Job → Can you print every record below exactly as written?

=== Provided records ===

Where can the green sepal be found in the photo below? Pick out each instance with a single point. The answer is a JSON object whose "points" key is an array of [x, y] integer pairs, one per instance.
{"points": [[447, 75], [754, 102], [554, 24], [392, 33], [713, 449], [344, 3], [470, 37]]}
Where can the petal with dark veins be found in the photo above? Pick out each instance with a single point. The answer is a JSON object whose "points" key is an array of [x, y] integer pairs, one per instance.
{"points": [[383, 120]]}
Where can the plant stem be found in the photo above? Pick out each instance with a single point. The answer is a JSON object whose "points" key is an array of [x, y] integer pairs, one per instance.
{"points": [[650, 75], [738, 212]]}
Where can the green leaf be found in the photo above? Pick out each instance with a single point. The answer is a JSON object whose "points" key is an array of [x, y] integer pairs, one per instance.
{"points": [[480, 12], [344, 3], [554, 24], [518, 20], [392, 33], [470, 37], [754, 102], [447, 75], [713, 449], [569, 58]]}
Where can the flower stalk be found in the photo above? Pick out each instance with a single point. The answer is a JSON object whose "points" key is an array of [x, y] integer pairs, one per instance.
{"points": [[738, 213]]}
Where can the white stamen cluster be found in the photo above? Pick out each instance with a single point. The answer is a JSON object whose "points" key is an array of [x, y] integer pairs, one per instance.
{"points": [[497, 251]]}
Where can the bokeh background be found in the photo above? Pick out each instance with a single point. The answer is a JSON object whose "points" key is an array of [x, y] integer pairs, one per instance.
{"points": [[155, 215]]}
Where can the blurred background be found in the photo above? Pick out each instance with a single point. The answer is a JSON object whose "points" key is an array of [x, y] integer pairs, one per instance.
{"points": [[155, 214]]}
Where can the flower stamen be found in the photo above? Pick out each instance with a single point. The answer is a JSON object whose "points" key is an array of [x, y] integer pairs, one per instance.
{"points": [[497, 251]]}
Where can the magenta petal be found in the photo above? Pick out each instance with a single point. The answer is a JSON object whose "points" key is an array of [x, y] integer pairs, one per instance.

===

Answer to this exercise →
Where can the green sepal be found in the photo below? Pick out each instance with a single point. The answer is a JSON object whose "points" key is an array of [x, y] integer pairs, one per instance.
{"points": [[447, 75], [754, 102], [554, 24], [392, 33], [713, 449], [344, 3], [470, 37]]}
Where can the petal with dark veins be found in the photo above? Pick out each instance with a single point. The answer is a JSON object whose "points" key is an array of [x, y] integer pairs, one per instance.
{"points": [[383, 120]]}
Where can the plant stem be found in the photo above? Pick out each instance with a single point. The answer is a JSON object whose "points" key is an array of [x, y] integer pairs, one per instance.
{"points": [[650, 75], [738, 212]]}
Where can the green leaf be found in the photo above? Pick out each instance with a single point. The answer is a JSON object whose "points" key is an array of [x, y] integer pairs, one per instance.
{"points": [[480, 12], [344, 3], [554, 24], [518, 20], [392, 33], [470, 37], [754, 102], [447, 75], [713, 449], [569, 58]]}
Where can the flower stalk be found in the photo above? Pick out each instance with a single point. The answer is a JSON object whose "points" key is an array of [x, y] integer pairs, one per instance.
{"points": [[738, 213]]}
Where can the white stamen cluster be found in the photo above? Pick out each instance with a single point. The answer is a JSON object whose "points" key is an array of [x, y] integer pairs, one per instance.
{"points": [[497, 251]]}
Where can the bokeh background be found in the photo above? Pick out each instance with a single point. The answer is a JSON object whose "points" key is an array of [x, y] integer pairs, one per instance.
{"points": [[155, 215]]}
Where can the blurred background be found in the photo above? Pick out each instance with a single point. The answer is a JSON object whose "points" key is an array of [x, y] integer pairs, one per instance.
{"points": [[155, 214]]}
Where can the flower stamen be found in the photo above? Pick out each instance with a single point. The answer is a JSON object whose "points" key is an array of [x, y] integer pairs, one per instance.
{"points": [[497, 251]]}
Where can the magenta petal be found in the photo above? Pick out each instance with a single point. The answer is a JSON object whose "points" key is an array of [x, y] integer pairs, one per instance.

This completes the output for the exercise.